■ STATED EXERCISE ■
Write out the lines below word for word, starting at the line that contains "Put a pin on every instance of the wilted" and ending after the line that contains "x=414 y=428".

■ DATA ROWS ■
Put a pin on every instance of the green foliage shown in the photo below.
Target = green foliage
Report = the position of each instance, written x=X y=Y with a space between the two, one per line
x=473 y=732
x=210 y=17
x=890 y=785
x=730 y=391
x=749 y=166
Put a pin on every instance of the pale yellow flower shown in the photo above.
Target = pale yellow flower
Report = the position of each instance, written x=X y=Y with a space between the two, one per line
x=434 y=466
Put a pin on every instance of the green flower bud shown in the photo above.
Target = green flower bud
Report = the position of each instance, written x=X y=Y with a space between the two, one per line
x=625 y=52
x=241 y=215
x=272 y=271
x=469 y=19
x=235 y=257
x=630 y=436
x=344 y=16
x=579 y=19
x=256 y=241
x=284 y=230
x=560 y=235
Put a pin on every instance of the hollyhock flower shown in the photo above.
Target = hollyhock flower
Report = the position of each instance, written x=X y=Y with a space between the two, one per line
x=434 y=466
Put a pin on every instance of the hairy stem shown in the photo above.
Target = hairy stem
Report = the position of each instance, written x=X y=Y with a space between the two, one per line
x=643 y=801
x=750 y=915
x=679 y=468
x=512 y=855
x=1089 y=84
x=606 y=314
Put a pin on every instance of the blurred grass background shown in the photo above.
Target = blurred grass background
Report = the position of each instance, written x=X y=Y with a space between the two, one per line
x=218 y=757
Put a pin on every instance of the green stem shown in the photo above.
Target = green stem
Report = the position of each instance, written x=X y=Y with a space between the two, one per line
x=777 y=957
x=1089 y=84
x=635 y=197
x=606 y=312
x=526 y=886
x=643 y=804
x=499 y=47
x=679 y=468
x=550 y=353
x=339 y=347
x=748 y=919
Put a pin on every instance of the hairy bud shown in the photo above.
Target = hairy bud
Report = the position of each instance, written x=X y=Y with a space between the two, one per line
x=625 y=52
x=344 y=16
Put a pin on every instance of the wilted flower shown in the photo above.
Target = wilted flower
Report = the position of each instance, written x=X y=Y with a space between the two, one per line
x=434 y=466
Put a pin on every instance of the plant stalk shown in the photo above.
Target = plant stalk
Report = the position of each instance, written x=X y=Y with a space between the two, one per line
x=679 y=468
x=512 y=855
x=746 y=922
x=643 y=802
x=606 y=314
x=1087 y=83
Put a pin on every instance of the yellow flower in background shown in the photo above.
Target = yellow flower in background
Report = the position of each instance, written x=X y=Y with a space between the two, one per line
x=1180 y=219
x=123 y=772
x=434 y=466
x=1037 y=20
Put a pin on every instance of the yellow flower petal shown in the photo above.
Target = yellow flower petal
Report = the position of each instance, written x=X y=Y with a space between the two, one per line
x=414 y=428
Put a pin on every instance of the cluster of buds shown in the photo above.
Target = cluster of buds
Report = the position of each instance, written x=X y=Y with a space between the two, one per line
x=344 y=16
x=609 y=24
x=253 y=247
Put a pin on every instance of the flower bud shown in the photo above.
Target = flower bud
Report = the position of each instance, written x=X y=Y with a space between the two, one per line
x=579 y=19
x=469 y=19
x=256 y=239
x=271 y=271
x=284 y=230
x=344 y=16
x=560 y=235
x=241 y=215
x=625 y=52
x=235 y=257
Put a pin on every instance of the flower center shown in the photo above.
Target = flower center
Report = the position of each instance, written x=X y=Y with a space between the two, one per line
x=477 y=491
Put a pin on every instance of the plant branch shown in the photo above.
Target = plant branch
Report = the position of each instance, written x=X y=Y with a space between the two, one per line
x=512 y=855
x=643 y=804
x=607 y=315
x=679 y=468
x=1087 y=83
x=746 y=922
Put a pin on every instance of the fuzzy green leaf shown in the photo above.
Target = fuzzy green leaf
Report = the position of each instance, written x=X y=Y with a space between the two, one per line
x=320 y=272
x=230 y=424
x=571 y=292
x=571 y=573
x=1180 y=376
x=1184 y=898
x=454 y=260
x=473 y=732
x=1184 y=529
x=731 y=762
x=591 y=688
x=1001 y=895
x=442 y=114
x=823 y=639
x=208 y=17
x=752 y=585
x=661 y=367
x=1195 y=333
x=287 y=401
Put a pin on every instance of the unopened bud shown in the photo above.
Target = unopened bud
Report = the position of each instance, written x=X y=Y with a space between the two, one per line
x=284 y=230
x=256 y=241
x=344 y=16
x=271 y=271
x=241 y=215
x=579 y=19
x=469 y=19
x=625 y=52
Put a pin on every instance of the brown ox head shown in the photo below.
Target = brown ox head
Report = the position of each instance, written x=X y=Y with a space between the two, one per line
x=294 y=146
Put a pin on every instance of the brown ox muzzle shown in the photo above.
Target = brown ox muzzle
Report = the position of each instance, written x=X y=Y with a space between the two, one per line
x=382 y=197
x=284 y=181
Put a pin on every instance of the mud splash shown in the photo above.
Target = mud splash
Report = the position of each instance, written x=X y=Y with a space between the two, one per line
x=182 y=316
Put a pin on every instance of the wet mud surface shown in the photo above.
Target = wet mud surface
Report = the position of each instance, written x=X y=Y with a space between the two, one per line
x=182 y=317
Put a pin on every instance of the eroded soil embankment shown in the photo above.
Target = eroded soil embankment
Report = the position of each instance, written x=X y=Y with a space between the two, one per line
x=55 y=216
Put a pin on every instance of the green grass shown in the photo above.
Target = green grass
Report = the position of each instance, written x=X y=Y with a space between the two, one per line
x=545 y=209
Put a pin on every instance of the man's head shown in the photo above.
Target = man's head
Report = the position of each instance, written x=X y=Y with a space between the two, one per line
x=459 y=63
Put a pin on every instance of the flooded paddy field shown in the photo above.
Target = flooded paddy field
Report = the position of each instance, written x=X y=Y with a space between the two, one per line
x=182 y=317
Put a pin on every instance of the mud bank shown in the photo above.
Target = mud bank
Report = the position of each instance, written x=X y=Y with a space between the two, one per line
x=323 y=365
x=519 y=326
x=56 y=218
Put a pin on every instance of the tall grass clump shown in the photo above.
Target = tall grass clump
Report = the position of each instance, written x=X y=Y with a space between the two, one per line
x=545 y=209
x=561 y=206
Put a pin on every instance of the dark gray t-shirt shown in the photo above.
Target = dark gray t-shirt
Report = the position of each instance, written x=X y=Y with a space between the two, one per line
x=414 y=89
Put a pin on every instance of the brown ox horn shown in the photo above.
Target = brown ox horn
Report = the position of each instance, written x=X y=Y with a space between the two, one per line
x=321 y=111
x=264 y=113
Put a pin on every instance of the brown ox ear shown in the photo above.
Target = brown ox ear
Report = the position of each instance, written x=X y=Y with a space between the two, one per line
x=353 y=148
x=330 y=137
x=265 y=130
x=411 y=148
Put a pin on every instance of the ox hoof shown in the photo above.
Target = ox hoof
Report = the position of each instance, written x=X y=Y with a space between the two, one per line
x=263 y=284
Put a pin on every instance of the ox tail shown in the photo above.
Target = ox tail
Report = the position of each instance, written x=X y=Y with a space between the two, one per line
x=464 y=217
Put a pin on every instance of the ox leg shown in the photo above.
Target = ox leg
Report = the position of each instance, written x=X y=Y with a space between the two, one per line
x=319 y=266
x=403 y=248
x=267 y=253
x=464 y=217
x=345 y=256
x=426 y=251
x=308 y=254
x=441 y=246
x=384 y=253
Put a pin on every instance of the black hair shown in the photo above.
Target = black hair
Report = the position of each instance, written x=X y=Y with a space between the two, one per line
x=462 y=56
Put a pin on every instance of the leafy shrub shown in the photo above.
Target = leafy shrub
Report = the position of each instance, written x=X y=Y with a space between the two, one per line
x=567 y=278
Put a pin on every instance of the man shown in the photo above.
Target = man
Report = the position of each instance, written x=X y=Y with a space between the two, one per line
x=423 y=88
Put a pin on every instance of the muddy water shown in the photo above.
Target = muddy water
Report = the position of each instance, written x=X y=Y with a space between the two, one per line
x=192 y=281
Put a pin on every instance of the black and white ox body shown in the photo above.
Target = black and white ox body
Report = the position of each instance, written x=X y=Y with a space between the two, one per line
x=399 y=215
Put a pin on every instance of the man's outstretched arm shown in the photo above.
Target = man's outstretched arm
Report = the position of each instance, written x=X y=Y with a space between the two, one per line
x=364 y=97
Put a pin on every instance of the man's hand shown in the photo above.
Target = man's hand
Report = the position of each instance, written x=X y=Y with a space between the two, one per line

■ ANSWER TO THIS TASK ■
Put a pin on every instance of the wilted flower shown in the photo above.
Target = wilted flower
Report = the position of each instance, written x=X y=Y with a space between the two, one per line
x=434 y=466
Put a pin on every instance of the plant stalk shown in the photo above.
Target = plant stalk
Report = the position of each instance, written x=X y=Y with a space between the two, one per line
x=679 y=468
x=512 y=855
x=746 y=922
x=643 y=802
x=606 y=314
x=1087 y=83
Put a pin on every instance of the yellow flower in background shown in the photo above.
Target = yellow flower in background
Report = the position of each instance, written x=X y=Y with a space between the two, one per line
x=1180 y=219
x=123 y=772
x=434 y=466
x=1037 y=20
Put a pin on every instance of the yellow flower petal shown in the photo above.
Target = yellow flower petal
Report = the position of each instance, written x=X y=Y with a space between the two, one per line
x=414 y=428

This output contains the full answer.